_Required task_:
Reproduce the records below word for word, leaving out the pictures.

_Excerpts of pointing data_:
--*--

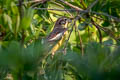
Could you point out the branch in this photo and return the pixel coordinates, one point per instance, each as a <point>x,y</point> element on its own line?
<point>99,31</point>
<point>69,36</point>
<point>91,6</point>
<point>75,7</point>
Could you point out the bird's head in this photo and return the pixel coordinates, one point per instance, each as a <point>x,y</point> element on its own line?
<point>62,21</point>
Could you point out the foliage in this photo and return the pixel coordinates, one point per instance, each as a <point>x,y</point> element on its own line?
<point>92,49</point>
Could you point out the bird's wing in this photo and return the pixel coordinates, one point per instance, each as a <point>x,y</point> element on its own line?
<point>56,34</point>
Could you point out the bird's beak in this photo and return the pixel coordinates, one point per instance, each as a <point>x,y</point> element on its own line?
<point>69,20</point>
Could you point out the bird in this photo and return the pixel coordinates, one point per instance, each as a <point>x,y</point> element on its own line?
<point>58,32</point>
<point>59,29</point>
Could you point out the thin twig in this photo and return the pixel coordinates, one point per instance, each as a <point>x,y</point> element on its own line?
<point>75,7</point>
<point>70,34</point>
<point>81,44</point>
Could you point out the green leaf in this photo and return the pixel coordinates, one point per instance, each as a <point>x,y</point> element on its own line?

--*--

_Worked solution_:
Could you point out the branch in this photo and return the pixel coordinates, one point per instance, each as a <point>x,y</point> element on its own line?
<point>99,31</point>
<point>69,36</point>
<point>91,6</point>
<point>75,7</point>
Could you point out the bird's head in this photo and return the pixel coordinates, one point per instance, each as a <point>x,y</point> element on its own line?
<point>62,21</point>
Could you point out the foliage in this photo and return the pixel coordinates, one point per instance, each as a <point>x,y</point> element on its own line?
<point>92,49</point>
Could you point out the bird's wing in this photo and return the pixel coordinates, one point per instance, each as a <point>x,y</point> element on its own line?
<point>56,34</point>
Could you point out the bird's beak in this photo and return the pixel coordinates, one point per instance, each as a <point>x,y</point> element on its own line?
<point>69,20</point>
Could you point out the bird in this photo and return the pixel coordinates, one point per instance, each as a <point>x,y</point> element on its own line?
<point>58,32</point>
<point>59,29</point>
Could you point out the thin twig in this photo and return the pixel coordinates, one point per instance, each as a <point>x,y</point> element on its own line?
<point>75,7</point>
<point>70,34</point>
<point>81,44</point>
Could you point out the green leaf in this photo and return the pixel coordinates, one point per instance, each as a <point>x,y</point> element on its own line?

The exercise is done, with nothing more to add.